# Aim of the exercise
Scan the entries for the word "shirt" and return every line that has it.

#### Supplied material

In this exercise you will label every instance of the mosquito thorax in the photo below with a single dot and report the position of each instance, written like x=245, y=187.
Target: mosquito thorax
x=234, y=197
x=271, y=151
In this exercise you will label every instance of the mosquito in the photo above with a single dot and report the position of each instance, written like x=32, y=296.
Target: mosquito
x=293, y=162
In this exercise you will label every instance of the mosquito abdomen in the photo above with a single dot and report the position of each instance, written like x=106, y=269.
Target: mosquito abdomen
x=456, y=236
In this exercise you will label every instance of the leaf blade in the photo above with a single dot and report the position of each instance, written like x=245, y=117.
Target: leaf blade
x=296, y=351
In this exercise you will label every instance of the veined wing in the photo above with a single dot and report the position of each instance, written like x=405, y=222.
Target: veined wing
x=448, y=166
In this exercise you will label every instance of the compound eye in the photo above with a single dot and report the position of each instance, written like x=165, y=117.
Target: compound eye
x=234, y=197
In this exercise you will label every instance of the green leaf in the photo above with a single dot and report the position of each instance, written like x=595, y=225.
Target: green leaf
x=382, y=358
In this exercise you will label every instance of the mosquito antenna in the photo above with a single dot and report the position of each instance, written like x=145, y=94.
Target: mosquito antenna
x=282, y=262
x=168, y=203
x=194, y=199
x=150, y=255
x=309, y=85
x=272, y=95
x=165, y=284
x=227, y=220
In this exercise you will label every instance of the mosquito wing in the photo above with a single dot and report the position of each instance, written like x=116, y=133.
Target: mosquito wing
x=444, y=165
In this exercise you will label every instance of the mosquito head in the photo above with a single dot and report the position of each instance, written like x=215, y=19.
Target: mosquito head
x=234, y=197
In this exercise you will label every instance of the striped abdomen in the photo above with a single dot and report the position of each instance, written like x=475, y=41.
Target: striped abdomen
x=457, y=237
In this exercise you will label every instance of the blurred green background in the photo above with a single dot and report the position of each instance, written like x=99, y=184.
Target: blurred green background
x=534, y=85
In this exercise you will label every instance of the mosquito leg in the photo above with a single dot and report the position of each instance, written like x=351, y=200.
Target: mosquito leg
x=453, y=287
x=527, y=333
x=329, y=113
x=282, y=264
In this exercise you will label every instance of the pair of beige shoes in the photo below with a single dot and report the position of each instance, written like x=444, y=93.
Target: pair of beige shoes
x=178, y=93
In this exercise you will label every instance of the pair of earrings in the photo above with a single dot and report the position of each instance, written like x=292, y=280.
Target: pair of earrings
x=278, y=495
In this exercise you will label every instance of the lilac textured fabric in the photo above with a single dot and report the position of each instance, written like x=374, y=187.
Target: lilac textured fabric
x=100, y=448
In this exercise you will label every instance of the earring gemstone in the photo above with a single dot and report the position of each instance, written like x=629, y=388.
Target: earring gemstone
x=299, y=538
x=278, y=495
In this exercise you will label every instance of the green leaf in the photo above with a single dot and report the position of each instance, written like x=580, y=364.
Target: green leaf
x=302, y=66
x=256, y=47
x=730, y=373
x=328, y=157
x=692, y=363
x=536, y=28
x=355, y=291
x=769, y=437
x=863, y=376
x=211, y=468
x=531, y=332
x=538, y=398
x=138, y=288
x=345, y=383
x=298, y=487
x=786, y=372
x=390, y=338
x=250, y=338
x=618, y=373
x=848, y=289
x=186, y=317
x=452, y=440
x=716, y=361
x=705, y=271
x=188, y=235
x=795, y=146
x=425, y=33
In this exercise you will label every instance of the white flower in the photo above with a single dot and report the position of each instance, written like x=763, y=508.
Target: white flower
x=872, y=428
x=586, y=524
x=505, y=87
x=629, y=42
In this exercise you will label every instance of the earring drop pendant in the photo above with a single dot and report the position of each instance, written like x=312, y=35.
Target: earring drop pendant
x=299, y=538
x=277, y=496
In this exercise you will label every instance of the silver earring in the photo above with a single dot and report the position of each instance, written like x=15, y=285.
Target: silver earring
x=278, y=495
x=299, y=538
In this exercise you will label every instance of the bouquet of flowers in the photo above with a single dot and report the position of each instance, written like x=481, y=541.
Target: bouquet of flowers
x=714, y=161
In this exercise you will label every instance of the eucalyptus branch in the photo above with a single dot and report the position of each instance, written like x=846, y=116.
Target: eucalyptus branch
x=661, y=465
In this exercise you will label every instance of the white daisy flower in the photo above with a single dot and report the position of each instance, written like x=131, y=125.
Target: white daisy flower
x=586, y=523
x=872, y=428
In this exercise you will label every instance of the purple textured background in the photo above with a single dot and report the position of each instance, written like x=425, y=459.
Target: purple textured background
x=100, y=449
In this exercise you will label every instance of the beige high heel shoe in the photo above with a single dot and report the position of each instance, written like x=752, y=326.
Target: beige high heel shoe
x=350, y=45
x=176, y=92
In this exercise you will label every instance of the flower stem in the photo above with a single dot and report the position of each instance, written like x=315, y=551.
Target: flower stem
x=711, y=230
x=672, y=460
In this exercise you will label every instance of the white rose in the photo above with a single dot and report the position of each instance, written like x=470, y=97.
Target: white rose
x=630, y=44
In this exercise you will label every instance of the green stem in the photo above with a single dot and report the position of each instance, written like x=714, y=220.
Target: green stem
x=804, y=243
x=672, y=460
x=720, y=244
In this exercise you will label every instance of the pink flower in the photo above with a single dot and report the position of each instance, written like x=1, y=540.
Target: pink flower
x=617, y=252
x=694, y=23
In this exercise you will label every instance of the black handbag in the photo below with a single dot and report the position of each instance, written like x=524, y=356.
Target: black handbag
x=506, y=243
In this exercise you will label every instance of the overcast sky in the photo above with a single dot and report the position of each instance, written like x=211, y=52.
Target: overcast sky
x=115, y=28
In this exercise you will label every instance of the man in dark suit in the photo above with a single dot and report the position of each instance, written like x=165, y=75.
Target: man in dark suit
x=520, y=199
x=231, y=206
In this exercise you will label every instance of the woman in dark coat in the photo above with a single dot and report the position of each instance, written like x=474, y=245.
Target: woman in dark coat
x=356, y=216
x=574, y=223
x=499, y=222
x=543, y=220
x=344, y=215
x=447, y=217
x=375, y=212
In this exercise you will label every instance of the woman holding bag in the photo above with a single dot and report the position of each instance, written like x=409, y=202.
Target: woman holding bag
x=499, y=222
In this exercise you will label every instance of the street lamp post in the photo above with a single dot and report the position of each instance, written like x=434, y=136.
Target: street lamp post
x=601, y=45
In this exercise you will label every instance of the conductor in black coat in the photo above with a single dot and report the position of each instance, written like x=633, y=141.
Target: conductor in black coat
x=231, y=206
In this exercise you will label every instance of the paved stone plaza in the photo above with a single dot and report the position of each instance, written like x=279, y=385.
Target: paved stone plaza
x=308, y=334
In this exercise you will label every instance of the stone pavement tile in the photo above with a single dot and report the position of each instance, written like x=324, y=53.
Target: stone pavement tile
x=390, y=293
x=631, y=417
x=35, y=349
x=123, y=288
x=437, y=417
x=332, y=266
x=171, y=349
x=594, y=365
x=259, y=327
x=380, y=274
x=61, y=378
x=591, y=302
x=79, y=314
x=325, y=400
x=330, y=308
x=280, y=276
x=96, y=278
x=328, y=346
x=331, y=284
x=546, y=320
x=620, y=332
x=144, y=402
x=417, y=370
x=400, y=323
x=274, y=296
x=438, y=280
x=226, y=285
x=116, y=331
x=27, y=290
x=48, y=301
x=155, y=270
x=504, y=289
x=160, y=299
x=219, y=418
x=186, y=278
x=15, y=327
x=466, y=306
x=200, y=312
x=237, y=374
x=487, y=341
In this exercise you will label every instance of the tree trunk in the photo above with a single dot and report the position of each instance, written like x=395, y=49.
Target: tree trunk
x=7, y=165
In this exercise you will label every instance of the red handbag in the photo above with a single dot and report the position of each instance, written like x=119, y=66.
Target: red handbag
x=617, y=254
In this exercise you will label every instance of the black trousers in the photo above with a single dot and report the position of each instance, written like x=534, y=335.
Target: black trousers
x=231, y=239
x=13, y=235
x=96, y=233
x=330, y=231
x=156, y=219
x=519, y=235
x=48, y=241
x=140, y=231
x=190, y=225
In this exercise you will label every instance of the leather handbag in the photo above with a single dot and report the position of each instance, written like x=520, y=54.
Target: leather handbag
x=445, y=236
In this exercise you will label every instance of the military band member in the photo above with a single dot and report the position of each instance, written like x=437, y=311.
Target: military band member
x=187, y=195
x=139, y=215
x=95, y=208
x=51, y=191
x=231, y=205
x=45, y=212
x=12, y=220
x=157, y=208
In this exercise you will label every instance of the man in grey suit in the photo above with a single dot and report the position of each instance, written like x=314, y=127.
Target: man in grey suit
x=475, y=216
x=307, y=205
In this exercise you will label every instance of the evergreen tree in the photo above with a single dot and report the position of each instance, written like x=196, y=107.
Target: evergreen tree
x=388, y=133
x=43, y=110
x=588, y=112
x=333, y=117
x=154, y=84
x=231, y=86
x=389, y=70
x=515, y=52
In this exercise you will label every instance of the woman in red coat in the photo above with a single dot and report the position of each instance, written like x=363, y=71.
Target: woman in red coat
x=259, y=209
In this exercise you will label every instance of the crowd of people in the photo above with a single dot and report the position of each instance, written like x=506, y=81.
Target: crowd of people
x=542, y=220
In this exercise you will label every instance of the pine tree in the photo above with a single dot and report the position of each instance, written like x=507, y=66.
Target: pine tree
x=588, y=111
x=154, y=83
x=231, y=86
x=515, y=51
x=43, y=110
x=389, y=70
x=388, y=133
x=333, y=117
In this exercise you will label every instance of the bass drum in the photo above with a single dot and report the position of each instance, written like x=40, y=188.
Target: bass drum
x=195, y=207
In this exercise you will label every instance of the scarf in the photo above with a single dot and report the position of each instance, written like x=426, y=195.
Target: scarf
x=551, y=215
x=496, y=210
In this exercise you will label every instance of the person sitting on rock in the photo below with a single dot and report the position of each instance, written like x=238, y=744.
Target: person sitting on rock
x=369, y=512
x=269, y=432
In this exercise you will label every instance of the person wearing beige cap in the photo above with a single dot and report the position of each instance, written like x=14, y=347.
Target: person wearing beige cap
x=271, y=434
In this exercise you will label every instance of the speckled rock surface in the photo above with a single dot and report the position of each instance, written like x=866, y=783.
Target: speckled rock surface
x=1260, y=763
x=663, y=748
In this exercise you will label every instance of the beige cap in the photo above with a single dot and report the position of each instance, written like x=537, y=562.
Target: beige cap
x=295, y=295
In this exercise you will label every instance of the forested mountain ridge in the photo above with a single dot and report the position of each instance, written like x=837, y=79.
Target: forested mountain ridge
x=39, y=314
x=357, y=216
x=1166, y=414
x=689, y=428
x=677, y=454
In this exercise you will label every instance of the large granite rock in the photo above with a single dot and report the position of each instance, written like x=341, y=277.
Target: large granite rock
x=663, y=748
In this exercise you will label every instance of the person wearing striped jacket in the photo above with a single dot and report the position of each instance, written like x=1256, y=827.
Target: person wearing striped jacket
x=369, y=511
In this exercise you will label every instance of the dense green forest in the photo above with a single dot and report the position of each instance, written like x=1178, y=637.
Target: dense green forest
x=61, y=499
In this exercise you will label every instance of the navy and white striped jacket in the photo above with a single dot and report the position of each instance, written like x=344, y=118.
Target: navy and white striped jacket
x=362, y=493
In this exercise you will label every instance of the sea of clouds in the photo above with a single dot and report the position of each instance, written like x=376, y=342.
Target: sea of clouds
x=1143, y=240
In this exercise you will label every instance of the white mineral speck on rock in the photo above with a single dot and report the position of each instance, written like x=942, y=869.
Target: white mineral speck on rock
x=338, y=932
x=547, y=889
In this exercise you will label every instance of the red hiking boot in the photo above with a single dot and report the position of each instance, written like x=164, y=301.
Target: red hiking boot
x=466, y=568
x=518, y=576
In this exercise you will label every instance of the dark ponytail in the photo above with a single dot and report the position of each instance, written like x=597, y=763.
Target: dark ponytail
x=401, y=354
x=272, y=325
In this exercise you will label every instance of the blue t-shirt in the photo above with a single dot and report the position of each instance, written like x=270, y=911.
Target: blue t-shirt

########

# Expected answer
In this exercise you will label every instance of the blue t-shirt in the photo above with a single dot and report the position of each instance, written like x=270, y=911.
Target: blue t-shirt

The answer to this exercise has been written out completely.